Enlace Judío México.- Durante todo el mes de abril del año en curso pudimos disfrutar de la temporada de la obra “Mazel y Shlimazel: la leche de la leona”, en el auditorio Julián Carrillo de Radio UNAM, y en la Sinagoga Histórica Justo Sierra.

IRVING GATELL PARA ENLACE JUDÍO MÉXICO

Se trata de un cuento original de Isaac Bashevis Singer, cumbre de la literatura yiddish y Premio Nobel de Literatura en 1978.

El cuento es tan amable como lo puede ser la literatura dirigida a lectores jóvenes (algo a lo que Singer le tuvo mucho aprecio), pero tan compleja, profunda y hasta bizarra como suelen ser los textos de este gran escritor judío.

Todo gira en torno a dos espíritus que siempre están afectando la vida de los seres humanos: Mazel, el espíritu de la buena suerte, y Shlimazel, su némesis y enemigo. En el relato, el ser humano aparece como una mera marioneta de estas dos potencias trascendentales, sutiles pero irresistibles, que hacen y deshacen con nosotros a su absoluto placer.

Lo que menos les importa somos nosotros. Todo se trata de demostrar qué tanto poder tiene uno o el otro. Mazel, para brindarle todo tipo de beneficios a quien proteja; Shlimazel, para destruir todo lo logrado por Mazel en el menor tiempo posible.

Por supuesto, se trata de una proyección de la experiencia judía tantas veces sufrida por las comunidades de habla yiddish: lo difícil y lento que podía ser desarrollar cierta estabilidad e incluso cierta prosperidad, y lo fácil y rápido que podía convertirse todo en desgracia.

En el mejor estilo de la literatura y la idiosincrasia ashkenazí, Singer nos cuenta esta historia haciéndonos pasar por todo tipo de sentimientos, desde la alegría hasta la frustración, pasando obligadamente por el humor negro. Singer se ríe de la buena y la mala suerte por igual, pero también del afortunado y del desafortunado.

El final es, por supuesto, feliz. Gracias a la intemperancia de Shlimazel, Mazel tiene la oportunidad final de remediarlo todo y garantizar que los protagonistas puedan realizarse plácidamente, mientras que los malos tienen un destino trágico bien ganado.

Pero en medio de todo ello hay muchas arbitrariedades, que incluso pueden evaluarse como absolutas injusticias.

Como ya se señaló, todo comienza por una discusión entre el espíritu de la mala suerte y su contraparte de la buena suerte. Hay un eco a la discusión entre D-os y Satán en el libro de Job, y así como este último simplemente es un campo de batalla donde uno y otro desean demostrar la validez de sus puntos, Tam –el protagonista del cuento de Singer– sólo es alguien que sirve para que Mazel y Shlimazel tengan su pulso.

Este personaje humano no tiene mérito inicial alguno. Si a lo largo de la obra demuestra ser una buena persona, sólo es resultado de que la buena suerte (la acción de Mazel) le ha sonreído. No lo escogen porque lo merezca. Lo escogen por puro placer, por pura pugna.

Información proporcionada:
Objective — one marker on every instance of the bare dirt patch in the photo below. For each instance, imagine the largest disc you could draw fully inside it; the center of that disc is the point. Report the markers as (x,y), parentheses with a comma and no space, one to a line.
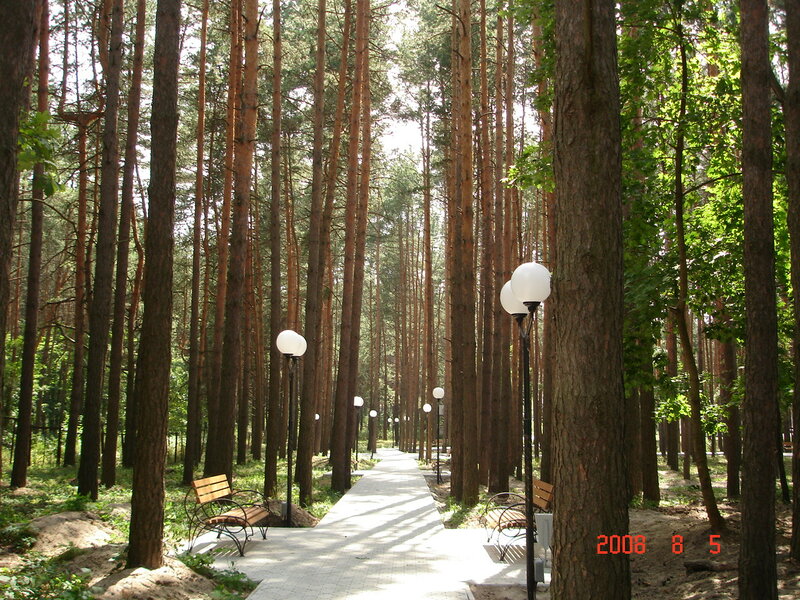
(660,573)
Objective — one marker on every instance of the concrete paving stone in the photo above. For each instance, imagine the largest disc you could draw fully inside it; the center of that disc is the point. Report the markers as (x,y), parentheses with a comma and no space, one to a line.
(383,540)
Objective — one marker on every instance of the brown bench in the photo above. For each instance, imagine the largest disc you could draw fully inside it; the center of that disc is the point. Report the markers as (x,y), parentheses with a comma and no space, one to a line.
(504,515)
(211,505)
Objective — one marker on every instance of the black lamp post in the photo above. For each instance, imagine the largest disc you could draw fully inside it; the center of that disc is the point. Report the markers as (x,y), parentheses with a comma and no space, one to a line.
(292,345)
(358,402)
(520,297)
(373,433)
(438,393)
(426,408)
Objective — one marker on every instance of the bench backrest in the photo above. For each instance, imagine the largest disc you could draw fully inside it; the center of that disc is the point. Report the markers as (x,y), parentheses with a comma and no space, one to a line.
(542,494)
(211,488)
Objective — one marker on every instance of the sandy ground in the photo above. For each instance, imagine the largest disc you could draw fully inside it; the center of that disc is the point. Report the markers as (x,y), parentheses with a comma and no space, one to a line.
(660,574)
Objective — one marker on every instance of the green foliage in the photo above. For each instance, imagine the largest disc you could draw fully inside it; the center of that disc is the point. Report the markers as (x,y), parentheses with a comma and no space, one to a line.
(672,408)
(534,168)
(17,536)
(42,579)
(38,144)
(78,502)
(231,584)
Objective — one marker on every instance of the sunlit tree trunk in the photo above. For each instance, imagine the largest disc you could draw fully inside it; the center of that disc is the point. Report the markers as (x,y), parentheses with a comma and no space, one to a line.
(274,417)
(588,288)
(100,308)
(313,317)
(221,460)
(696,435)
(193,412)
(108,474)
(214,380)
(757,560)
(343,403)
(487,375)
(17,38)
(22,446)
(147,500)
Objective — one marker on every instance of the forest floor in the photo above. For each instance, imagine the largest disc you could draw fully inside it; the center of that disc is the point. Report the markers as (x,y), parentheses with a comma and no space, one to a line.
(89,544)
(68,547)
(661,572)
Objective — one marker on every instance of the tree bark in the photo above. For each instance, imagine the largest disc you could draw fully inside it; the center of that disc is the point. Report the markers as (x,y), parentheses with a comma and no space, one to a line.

Descripción de la tarea: Reproduce el tramo del texto sobre la obra de Singer que va desde "El final es, por" hasta "trágico bien ganado.", y renombra "Shlimazel" como "Shlimazl".

Resultado final:
El final es, por supuesto, feliz. Gracias a la intemperancia de Shlimazl, Mazel tiene la oportunidad final de remediarlo todo y garantizar que los protagonistas puedan realizarse plácidamente, mientras que los malos tienen un destino trágico bien ganado.